>> begin GIVEN RECORDS

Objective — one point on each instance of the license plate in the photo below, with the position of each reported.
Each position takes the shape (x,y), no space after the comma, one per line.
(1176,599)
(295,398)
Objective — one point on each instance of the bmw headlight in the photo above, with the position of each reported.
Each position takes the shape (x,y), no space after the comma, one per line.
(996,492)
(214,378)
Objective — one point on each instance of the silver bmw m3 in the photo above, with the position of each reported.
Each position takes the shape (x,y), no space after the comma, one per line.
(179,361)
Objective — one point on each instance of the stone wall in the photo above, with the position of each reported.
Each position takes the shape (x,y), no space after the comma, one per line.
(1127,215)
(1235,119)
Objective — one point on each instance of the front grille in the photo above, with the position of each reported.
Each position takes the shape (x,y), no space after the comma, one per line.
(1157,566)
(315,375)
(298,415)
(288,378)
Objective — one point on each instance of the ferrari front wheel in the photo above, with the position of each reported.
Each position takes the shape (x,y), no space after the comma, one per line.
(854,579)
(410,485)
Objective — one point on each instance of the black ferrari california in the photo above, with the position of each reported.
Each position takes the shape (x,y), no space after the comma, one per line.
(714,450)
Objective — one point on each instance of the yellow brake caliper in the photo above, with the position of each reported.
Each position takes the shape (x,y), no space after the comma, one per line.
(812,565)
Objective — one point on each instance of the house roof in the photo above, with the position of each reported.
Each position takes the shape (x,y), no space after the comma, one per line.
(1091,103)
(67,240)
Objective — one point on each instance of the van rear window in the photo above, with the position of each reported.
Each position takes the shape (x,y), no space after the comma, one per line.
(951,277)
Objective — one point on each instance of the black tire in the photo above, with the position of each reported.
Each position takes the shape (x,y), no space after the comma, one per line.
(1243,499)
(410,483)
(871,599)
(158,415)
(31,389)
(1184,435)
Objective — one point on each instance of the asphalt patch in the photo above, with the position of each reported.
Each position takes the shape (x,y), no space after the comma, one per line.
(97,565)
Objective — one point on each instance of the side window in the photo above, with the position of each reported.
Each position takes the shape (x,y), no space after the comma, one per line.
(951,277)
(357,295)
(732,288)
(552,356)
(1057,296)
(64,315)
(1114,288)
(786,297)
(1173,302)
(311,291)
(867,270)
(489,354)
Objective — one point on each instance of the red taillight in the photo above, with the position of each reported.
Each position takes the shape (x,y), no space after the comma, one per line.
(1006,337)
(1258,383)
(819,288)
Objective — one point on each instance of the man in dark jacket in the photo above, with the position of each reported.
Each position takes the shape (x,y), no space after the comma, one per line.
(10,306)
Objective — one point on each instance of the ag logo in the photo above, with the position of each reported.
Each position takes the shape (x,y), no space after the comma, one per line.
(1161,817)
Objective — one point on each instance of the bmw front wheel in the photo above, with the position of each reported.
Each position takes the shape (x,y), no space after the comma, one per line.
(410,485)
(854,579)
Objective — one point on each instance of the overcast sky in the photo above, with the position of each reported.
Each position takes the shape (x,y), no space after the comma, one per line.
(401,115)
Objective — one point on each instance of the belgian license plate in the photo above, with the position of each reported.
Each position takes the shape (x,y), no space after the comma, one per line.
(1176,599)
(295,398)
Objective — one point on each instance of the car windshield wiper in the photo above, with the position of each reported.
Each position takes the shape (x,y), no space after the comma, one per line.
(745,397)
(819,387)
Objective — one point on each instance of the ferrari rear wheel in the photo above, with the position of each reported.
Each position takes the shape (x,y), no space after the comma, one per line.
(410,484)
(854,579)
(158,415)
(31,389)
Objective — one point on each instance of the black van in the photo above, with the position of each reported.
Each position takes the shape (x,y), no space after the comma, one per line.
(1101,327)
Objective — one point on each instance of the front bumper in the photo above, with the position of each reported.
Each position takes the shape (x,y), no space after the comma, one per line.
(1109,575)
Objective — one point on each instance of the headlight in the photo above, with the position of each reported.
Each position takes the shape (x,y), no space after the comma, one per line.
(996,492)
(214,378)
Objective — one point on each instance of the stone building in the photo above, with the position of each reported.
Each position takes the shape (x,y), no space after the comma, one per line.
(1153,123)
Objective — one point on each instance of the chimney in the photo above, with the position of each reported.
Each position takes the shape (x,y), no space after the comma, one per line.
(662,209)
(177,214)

>> end GIVEN RECORDS

## TASK BRIEF
Turn every line of the records above into one numbered list, leaving out any blank lines.

## ANSWER TO THIS EXERCISE
1. Objective — one point on each instance of the license plate in the photo below, with the position of each reported.
2. Each position takes the shape (x,y), no space after the comma, one per line.
3. (1176,599)
4. (295,398)
5. Objective — one point on each instance of the bmw headlight in the photo above, with the position of each reported.
6. Each position takes the shape (x,y), no space after the comma, one per line.
7. (996,492)
8. (214,378)
9. Objective — one point on each instance of the silver bmw m3 in the photo above, with the position of each reported.
10. Each position takes the shape (x,y), no space after the comma, one per line.
11. (179,361)
12. Objective — one point on each instance of the stone wall in the photo above, with the position of each reported.
13. Each position takes the shape (x,y), no space after the comma, one per line.
14. (1127,215)
15. (1235,119)
16. Objective — one point on each instance of the front grille in the photo above, with the position of each reported.
17. Each position takes the shape (x,y), no space after the comma, one per line.
18. (1157,566)
19. (315,375)
20. (298,415)
21. (288,378)
22. Objective — one point on each instance of the ferrari front wheel in the photo above, with the position of each reported.
23. Each position takes the shape (x,y), no space after the comma, one per line.
24. (854,579)
25. (410,485)
26. Objective — one point on each instance of the black ferrari california in the photo above, with the position of each reported.
27. Each position takes the shape (x,y), no space after the comma, one per line.
28. (714,450)
29. Objective — one point on each instance of the yellow brake caliper in the photo above, with the position of each reported.
30. Each position takes the shape (x,y), no space after the comma, one per line.
31. (812,565)
32. Objective — one point on each instance of the house roof in the photo above, with the position of each reported.
33. Each position takes the shape (x,y), no space after the comma, one per line.
34. (1091,103)
35. (67,240)
36. Objective — one point on each instance of the van rear window in the photo above, with the position of each reported.
37. Each position takes the shape (x,y), no space after the comma, one per line.
38. (951,277)
39. Objective — one point on each instance of the black tire in the photo above, with the position of each reported.
40. Each position takes the shape (x,y), no space after the comma, one per line.
41. (1243,499)
42. (410,483)
43. (871,599)
44. (158,415)
45. (31,389)
46. (1184,435)
47. Objective — one point on each instance of the asphalt patch in the photo above, with the position of each reported.
48. Each position takes the shape (x,y), no space after the comma, one per line.
49. (97,565)
50. Objective — one point on each instance of the side window in the photo above, with the position of each reported.
51. Each position takes the shape (x,y), no space after the comma, one per line.
52. (951,277)
53. (357,295)
54. (732,288)
55. (552,356)
56. (1057,296)
57. (64,315)
58. (1114,288)
59. (786,297)
60. (1173,302)
61. (311,291)
62. (867,270)
63. (489,354)
64. Objective — one point on each instance of the red taillight in the photo above, with the position of each reported.
65. Each position takes the shape (x,y), no space after the comma, one per line.
66. (1006,337)
67. (1258,383)
68. (819,288)
69. Objective — one point on each instance of the man in dark jacket in the photo above, with the position of each reported.
70. Each position takes the shape (x,y), no space after the comma, one per line.
71. (10,306)
72. Objective — one point on each instance of the ag logo in the photo above, with the position of each reported.
73. Each position takes the shape (x,y), no space after the comma, one per line.
74. (1161,817)
75. Objective — one point on each instance of the bmw front wheel in the photo above, with the position of each reported.
76. Each position takes the shape (x,y), no space after the comma, one per line.
77. (410,485)
78. (854,579)
79. Objective — one point on each instance of the overcast sky in the photo above, with the position of each reported.
80. Each position takes the shape (x,y), no space after the comma, one per line.
81. (401,115)
82. Objective — one point on each instance of the belgian license plate in the photo above, with the position of each reported.
83. Each position takes the shape (x,y), no space after the comma, one per line.
84. (1176,599)
85. (295,398)
86. Objective — one point on each instance of the car windshield wiper in the photo above, with the position of each reported.
87. Each position takes the shape (x,y), no space after the comma, one per line.
88. (745,397)
89. (819,387)
90. Objective — one point on each instance of the ferrari rear wheel in the photo above, with the position of each reported.
91. Each position takes the shape (x,y), no space after the comma, one per line.
92. (410,484)
93. (854,579)
94. (158,415)
95. (31,389)
96. Objective — one point on each instance of the black van in the photo above, with the position of each reported.
97. Each position takes the shape (x,y), no space after the comma, one per line.
98. (1101,327)
99. Objective — one point on each instance of the front bumper in the photo above, with the position of each reported.
100. Each position takes the shape (x,y), no space after the comma, one per line.
101. (1109,575)
102. Objective — one point on each instance of the headlight in the photo above, with the position of each reported.
103. Each position takes the shape (x,y), no space after the comma, one per line.
104. (996,492)
105. (214,378)
106. Objective — one point on each instance of the stone building in the photo above, with the position of each reported.
107. Each position takes the shape (x,y), no space after the comma, one per line.
108. (1153,123)
109. Objective — one point on each instance of the chimney in the photo above, with the position of each reported.
110. Each position takes the shape (x,y), no space after the comma, one per line.
111. (662,209)
112. (177,214)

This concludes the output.